### What is needed
Extend the chief executive's April 2020 message about Israeli civil society and the coronavirus, picking up after its last sentence.

### Selected extract
From our Chief Executive April 2020
Israel’s Civil Society is Rising to the Challenge – And So Must We
In the UK, in Israel and across the world, we are all grappling with the global crisis caused by coronavirus. There is a struggle to stem the virus’s spread, care for the sick, and mitigate the unprecedented economic damage of this pandemic.
This past week, NIF’s Senior Director in New York, Rabbi Ayelet Cohen, shared a prayer for the healers, which I think movingly captures how humbled we all feel right now in the face of these frontline workers heroism. It includes these lines:
Tend to those they have sworn to help…
Ease their fear. Sustain them.
Strengthen them, that they may bring strength;
Keep them in health, that they may bring healing.
Those in Israel’s civil society who have sworn to help are those that the New Israel Fund is working to sustain.
I know that you are committed to sustaining them, too.
Israeli civil society has acted swiftly to respond to this pandemic. Everything is changing to meet the needs of the most marginalised people in Israeli society, ensure equal access to government services, and build resilience for the future.

### Entries supplied
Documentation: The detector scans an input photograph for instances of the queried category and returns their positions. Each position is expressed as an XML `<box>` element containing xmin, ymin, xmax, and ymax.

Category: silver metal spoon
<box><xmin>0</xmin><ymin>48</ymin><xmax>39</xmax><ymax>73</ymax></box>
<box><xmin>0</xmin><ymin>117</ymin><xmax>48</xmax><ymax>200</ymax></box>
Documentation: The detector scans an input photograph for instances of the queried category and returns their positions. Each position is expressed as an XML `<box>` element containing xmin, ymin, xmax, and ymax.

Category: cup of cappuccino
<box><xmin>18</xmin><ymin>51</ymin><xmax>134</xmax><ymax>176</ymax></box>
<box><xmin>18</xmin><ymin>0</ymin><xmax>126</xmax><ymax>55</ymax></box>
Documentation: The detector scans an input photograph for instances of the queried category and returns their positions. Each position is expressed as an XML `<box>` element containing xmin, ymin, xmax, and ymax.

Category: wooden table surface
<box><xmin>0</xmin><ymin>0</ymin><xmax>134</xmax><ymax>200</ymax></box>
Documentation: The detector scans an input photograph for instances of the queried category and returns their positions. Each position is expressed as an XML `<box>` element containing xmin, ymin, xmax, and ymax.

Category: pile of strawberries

### Answer box
That is why as we enter Pesach we are committed to finding ways to sustain this critical work as Israel’s civil society responds in this time of crisis.
This virus has revealed the cracks and injustices in our societies. We know the most vulnerable members of our society are the most at risk — the elderly, the incarcerated, the undocumented, and status-less people. Their ability to receive care and timely public health information is not merely a question of justice, it’s essential to our ability to contain this pandemic.
Equality cannot be an afterthought in our public health response.
That’s why 23 civil society organisations, including the Regional Council for Unrecognized Villages in the Negev, the Negev Coexistence Forum, Adalah — Center for Arab Minority Rights in Israel, and NIF’s flagship grantee, the Association for Civil Rights in Israel, demanded that the government stop demolishing homes and razing cultivated fields in the Negev and the West Bank — and the government has now committed to not demolishing any residential structures.
Israel’s progressive civil society is essential in advocating for a just and equitable government response to provide a social safety net. Israel’s government has rolled out an emergency economic plan designed to stem the economic devastation of the pandemic. NIF grantees, like the Berl Katznelson Foundation and the Adva Center, are pushing to ensure that any plan provides relief equitably for those bearing the brunt of the economic impacts. We are also supporting groups addressing the tragic spike in domestic violence.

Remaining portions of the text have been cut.